# Dataset excerpt
++++++++++++++++++++
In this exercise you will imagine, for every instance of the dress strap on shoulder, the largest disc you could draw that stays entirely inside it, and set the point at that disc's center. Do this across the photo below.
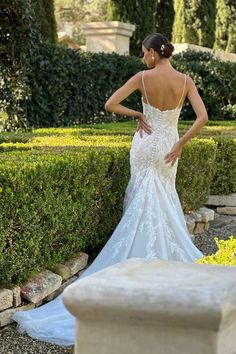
(183, 91)
(144, 89)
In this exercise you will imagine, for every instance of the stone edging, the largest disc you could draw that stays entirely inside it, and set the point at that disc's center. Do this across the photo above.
(43, 288)
(50, 283)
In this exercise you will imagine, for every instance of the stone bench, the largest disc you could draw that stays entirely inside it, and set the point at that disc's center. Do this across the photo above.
(143, 306)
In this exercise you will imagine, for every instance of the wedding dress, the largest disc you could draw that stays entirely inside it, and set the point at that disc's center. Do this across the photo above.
(152, 225)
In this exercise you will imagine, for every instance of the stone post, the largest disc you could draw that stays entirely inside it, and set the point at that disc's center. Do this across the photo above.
(152, 306)
(108, 37)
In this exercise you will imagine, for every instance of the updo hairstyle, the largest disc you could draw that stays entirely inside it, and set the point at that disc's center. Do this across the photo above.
(160, 44)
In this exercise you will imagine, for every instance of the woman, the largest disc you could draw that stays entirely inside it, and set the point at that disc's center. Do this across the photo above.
(153, 224)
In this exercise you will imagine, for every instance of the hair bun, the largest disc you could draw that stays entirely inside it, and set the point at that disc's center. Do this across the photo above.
(168, 50)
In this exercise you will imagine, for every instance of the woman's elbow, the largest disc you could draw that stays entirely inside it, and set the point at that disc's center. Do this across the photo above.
(107, 106)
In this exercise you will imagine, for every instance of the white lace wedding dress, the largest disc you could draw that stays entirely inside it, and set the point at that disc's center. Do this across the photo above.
(152, 225)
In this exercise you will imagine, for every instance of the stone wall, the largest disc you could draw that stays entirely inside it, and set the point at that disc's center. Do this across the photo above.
(42, 288)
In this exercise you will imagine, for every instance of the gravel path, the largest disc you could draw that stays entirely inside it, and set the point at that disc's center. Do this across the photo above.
(11, 342)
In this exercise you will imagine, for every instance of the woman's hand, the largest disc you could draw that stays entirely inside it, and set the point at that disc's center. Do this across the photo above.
(143, 125)
(174, 154)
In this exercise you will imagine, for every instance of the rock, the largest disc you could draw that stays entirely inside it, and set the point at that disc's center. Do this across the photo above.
(16, 296)
(207, 214)
(190, 222)
(41, 286)
(227, 210)
(143, 304)
(216, 200)
(59, 291)
(6, 299)
(81, 272)
(62, 270)
(222, 200)
(196, 216)
(192, 236)
(6, 316)
(77, 263)
(199, 228)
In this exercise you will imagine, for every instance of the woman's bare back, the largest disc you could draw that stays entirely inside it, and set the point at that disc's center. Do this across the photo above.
(163, 89)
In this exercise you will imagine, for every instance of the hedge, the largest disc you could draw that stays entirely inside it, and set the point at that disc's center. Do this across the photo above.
(67, 87)
(56, 202)
(54, 206)
(224, 179)
(225, 254)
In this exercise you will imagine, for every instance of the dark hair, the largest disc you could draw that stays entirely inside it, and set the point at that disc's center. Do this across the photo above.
(160, 44)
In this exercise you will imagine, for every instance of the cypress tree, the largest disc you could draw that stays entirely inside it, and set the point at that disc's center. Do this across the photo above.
(44, 13)
(165, 17)
(194, 22)
(139, 13)
(225, 36)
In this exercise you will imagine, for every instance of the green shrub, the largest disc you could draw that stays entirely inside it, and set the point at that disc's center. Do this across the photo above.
(215, 81)
(224, 179)
(194, 22)
(195, 171)
(226, 254)
(53, 206)
(57, 200)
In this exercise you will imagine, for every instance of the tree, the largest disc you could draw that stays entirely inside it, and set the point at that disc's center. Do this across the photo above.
(194, 22)
(225, 35)
(139, 13)
(45, 17)
(165, 17)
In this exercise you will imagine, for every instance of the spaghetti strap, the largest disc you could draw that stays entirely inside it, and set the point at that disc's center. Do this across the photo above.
(144, 87)
(183, 91)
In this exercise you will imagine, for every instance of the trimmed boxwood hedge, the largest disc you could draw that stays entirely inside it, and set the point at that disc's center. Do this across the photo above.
(63, 87)
(56, 202)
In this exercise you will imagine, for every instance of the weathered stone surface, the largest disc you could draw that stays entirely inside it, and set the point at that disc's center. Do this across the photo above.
(6, 299)
(59, 291)
(192, 236)
(62, 270)
(16, 296)
(77, 263)
(227, 210)
(199, 228)
(207, 214)
(6, 316)
(207, 226)
(190, 222)
(196, 216)
(41, 286)
(222, 200)
(143, 304)
(81, 272)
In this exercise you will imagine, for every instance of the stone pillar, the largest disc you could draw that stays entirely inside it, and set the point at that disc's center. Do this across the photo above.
(108, 37)
(148, 306)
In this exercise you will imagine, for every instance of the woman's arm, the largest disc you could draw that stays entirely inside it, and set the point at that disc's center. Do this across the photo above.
(113, 103)
(200, 110)
(201, 113)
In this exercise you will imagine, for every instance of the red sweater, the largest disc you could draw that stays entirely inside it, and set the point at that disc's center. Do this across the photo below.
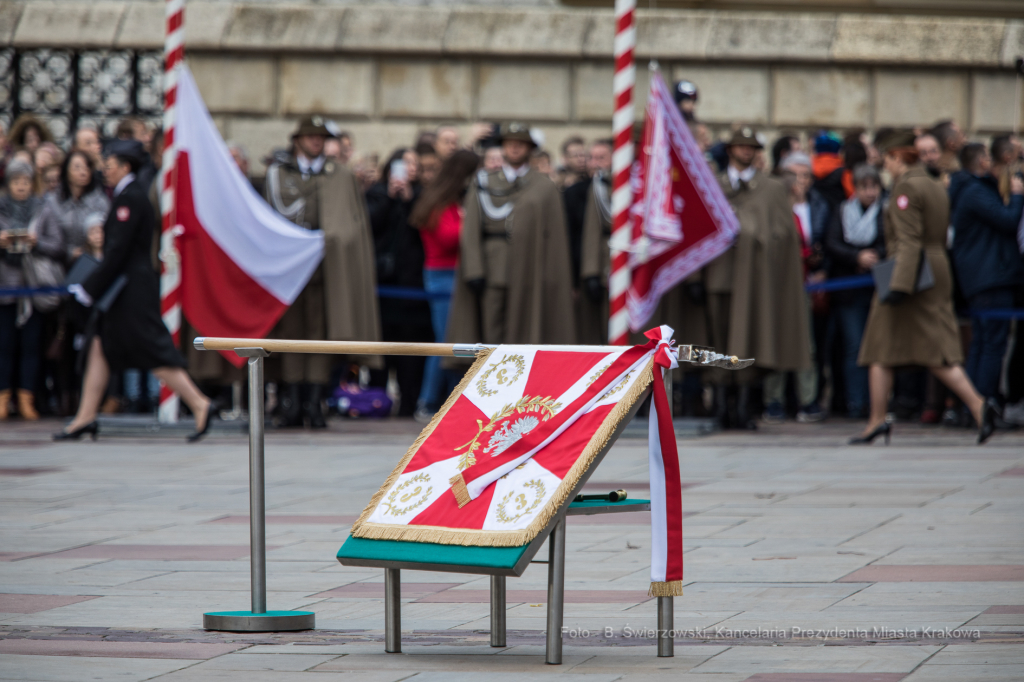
(440, 245)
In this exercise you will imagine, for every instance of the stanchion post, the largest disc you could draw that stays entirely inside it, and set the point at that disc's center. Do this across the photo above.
(257, 519)
(556, 592)
(258, 619)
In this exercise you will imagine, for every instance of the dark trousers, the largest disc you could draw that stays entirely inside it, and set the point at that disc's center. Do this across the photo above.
(852, 317)
(20, 347)
(988, 341)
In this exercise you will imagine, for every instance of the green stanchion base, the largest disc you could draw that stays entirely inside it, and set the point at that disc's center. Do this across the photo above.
(249, 622)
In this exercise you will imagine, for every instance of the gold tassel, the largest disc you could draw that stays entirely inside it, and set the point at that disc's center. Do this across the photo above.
(668, 589)
(460, 489)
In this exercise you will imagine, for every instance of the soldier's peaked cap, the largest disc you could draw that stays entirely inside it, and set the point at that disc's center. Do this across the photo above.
(312, 125)
(894, 140)
(744, 137)
(519, 131)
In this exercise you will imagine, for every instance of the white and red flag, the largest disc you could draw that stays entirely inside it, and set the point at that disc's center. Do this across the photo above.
(681, 220)
(510, 445)
(242, 263)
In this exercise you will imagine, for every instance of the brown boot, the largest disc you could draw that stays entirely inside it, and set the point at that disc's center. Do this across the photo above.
(26, 405)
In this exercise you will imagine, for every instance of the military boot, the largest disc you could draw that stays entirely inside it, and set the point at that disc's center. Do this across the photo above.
(312, 408)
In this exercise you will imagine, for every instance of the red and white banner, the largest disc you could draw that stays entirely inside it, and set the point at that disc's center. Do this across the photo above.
(242, 263)
(680, 218)
(511, 443)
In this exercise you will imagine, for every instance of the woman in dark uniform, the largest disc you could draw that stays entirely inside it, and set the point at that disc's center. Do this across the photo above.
(132, 334)
(907, 328)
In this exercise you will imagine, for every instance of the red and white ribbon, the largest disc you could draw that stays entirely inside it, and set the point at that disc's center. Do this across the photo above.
(170, 268)
(666, 482)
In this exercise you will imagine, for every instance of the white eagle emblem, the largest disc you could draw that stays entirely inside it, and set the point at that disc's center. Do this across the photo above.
(509, 433)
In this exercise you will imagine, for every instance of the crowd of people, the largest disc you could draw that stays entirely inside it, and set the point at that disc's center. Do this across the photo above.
(502, 243)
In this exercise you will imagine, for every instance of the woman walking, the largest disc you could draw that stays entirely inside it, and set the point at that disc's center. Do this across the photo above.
(438, 215)
(132, 334)
(855, 243)
(908, 327)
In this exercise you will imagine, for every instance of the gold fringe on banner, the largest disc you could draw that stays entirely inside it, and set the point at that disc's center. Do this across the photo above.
(478, 538)
(669, 589)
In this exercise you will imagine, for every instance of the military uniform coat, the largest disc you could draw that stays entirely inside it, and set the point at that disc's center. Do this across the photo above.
(595, 261)
(758, 284)
(132, 331)
(524, 260)
(921, 331)
(332, 201)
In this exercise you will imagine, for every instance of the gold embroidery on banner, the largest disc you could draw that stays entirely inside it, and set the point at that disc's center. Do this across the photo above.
(401, 511)
(545, 406)
(522, 505)
(620, 386)
(502, 377)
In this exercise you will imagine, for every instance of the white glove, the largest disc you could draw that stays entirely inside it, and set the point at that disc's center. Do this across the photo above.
(80, 294)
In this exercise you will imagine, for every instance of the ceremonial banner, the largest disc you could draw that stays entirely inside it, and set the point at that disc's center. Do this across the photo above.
(242, 263)
(681, 219)
(511, 443)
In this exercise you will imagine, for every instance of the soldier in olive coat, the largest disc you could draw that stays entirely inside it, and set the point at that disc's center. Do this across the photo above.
(514, 283)
(757, 306)
(911, 327)
(339, 303)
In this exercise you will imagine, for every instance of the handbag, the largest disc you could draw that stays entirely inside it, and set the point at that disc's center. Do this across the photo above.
(883, 275)
(41, 270)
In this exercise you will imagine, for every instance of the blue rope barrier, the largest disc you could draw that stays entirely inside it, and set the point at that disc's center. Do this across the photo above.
(843, 284)
(414, 294)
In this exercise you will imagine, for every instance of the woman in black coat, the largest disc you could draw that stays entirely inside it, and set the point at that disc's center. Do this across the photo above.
(132, 334)
(854, 242)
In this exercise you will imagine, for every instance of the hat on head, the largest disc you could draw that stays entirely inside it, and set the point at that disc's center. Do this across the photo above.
(684, 90)
(312, 125)
(795, 159)
(894, 140)
(827, 142)
(126, 148)
(519, 131)
(744, 137)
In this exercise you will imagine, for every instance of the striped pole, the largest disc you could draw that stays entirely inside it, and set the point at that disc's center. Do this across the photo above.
(622, 162)
(170, 276)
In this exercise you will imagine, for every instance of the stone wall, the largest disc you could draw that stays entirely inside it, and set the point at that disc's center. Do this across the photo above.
(385, 72)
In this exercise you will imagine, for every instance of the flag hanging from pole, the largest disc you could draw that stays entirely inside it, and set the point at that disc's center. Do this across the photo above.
(680, 218)
(242, 263)
(511, 443)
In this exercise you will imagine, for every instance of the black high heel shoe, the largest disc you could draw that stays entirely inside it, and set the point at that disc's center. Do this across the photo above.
(198, 435)
(986, 428)
(883, 429)
(92, 428)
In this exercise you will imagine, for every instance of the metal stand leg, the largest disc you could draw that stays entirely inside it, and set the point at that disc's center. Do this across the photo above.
(257, 521)
(392, 610)
(257, 620)
(556, 592)
(497, 610)
(666, 643)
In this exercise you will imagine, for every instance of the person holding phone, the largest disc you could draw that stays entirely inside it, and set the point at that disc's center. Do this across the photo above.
(20, 323)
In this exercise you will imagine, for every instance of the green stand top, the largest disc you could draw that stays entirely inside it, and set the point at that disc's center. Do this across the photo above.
(461, 559)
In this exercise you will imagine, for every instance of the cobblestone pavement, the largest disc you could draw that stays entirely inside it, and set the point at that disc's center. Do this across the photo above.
(806, 560)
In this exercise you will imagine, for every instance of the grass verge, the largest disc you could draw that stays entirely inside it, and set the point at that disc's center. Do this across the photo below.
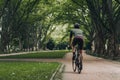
(27, 70)
(49, 55)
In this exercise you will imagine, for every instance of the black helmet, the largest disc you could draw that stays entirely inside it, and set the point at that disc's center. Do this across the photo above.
(76, 25)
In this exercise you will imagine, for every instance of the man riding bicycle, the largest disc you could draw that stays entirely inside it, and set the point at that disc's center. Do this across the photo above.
(76, 37)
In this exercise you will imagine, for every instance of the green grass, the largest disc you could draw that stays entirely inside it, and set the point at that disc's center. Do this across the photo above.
(49, 55)
(27, 70)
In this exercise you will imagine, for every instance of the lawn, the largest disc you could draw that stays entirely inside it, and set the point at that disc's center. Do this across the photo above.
(49, 55)
(27, 70)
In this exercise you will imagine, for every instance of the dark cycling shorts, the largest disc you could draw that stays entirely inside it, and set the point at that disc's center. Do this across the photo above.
(79, 41)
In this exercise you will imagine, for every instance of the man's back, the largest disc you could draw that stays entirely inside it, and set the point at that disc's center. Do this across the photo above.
(77, 32)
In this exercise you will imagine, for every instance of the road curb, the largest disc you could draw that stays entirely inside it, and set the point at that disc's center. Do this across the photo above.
(59, 69)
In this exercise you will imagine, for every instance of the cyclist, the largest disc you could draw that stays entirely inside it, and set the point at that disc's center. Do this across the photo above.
(76, 37)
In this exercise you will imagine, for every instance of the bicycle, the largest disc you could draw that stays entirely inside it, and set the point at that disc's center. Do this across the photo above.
(77, 62)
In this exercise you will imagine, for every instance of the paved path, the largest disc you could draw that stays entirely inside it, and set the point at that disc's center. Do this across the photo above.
(93, 68)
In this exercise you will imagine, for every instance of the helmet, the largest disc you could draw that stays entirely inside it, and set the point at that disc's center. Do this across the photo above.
(76, 25)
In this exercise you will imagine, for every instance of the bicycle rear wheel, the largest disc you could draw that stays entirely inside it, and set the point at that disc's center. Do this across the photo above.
(80, 64)
(74, 65)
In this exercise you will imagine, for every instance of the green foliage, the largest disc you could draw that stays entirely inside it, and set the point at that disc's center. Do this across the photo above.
(62, 45)
(51, 44)
(27, 70)
(44, 55)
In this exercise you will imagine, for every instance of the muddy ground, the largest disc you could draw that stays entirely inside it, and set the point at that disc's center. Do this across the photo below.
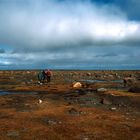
(57, 111)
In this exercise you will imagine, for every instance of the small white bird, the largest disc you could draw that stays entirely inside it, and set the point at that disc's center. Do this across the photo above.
(40, 101)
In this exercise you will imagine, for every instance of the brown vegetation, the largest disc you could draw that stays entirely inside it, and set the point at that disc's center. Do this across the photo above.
(67, 113)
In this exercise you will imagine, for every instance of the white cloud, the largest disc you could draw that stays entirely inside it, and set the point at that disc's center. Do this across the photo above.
(66, 33)
(53, 24)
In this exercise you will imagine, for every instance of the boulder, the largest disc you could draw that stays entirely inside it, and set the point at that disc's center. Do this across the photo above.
(129, 81)
(77, 85)
(105, 102)
(102, 90)
(134, 89)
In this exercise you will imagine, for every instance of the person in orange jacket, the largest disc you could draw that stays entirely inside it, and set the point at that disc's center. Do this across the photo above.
(48, 74)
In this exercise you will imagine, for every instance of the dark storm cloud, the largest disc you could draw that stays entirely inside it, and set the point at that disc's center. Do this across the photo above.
(53, 32)
(2, 50)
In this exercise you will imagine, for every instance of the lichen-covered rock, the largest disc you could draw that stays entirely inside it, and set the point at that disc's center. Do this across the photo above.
(77, 85)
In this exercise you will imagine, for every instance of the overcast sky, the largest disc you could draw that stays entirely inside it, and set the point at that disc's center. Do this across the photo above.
(70, 34)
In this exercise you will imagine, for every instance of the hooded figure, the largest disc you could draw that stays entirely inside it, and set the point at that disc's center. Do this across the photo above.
(48, 74)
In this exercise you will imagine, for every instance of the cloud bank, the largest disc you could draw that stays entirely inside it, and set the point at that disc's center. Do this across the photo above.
(66, 32)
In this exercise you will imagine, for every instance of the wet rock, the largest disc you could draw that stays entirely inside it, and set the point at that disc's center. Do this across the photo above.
(129, 81)
(39, 101)
(102, 90)
(134, 89)
(13, 134)
(50, 121)
(77, 85)
(105, 102)
(73, 111)
(113, 108)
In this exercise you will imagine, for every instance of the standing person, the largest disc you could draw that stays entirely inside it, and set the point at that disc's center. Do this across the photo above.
(48, 74)
(41, 76)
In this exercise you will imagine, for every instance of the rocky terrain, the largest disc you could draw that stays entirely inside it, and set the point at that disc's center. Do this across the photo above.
(104, 106)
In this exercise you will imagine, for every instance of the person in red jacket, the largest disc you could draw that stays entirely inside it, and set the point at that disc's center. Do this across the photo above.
(48, 75)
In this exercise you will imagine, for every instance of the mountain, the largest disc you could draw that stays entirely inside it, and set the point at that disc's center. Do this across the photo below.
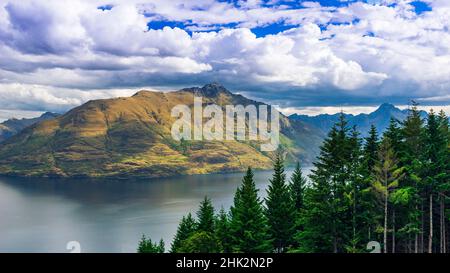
(380, 118)
(12, 126)
(131, 137)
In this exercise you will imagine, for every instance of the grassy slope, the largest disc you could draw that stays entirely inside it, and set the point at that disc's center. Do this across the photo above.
(131, 137)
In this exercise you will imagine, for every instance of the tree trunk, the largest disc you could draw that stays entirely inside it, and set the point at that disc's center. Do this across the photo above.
(385, 223)
(422, 230)
(393, 230)
(430, 235)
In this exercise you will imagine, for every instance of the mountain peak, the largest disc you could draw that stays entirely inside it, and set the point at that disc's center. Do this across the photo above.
(387, 106)
(213, 89)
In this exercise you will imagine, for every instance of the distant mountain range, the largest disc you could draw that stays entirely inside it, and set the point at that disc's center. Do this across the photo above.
(131, 137)
(13, 126)
(380, 118)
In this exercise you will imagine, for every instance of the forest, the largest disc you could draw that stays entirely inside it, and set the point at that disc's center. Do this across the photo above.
(392, 188)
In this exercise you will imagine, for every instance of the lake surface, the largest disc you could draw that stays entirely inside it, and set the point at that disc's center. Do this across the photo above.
(43, 215)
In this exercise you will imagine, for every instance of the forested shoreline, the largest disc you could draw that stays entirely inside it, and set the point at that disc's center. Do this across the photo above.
(391, 188)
++++++++++++++++++++
# Set exercise
Return exactly the lines from the one containing "of the grassy" to the last line of the data, and nothing more.

# Complete response
In this exercise you will imagine, for every instance of the grassy slope, the largest disc you could draw that stays entirely inside it, and set the point at that disc's center. Do this across the photo above.
(131, 137)
In this exercise you will imagine, for every instance of the tree trunk, the largest disc you could draw that stays entirely inside it, and set the point at that disc's center. Do this across the photo above.
(385, 223)
(422, 230)
(393, 230)
(430, 235)
In this exercise you will imagine, for every instance of the mountain peak, the largest disc you could draw that stays entirely inside it, and set the point at that disc's center. Do this across the photo above.
(387, 106)
(213, 89)
In this exercise you will imagine, for every instance of the distant mountain range, the largest disc you could draw that stays entirely inside it, and set the point at that disc's center. Do this across the photo above.
(131, 137)
(13, 126)
(380, 118)
In this exercise you will imagine, for every instance of the forest, the largest disc you could draw that stays entirely inside it, and set the point at that disc's center. Do this across the photo above.
(392, 188)
In this exercise you will imagine, for every instance of the lake surface, the largest disc you could draw that stays entirely inside it, and set the point at that disc's center. Do this across the photo above.
(43, 215)
In this exercise you will imagine, for every instance of the forested shoreline, the largest disc you could draw that stays entirely inside it, and set the point at that disc's center. Do this across the photo above.
(391, 188)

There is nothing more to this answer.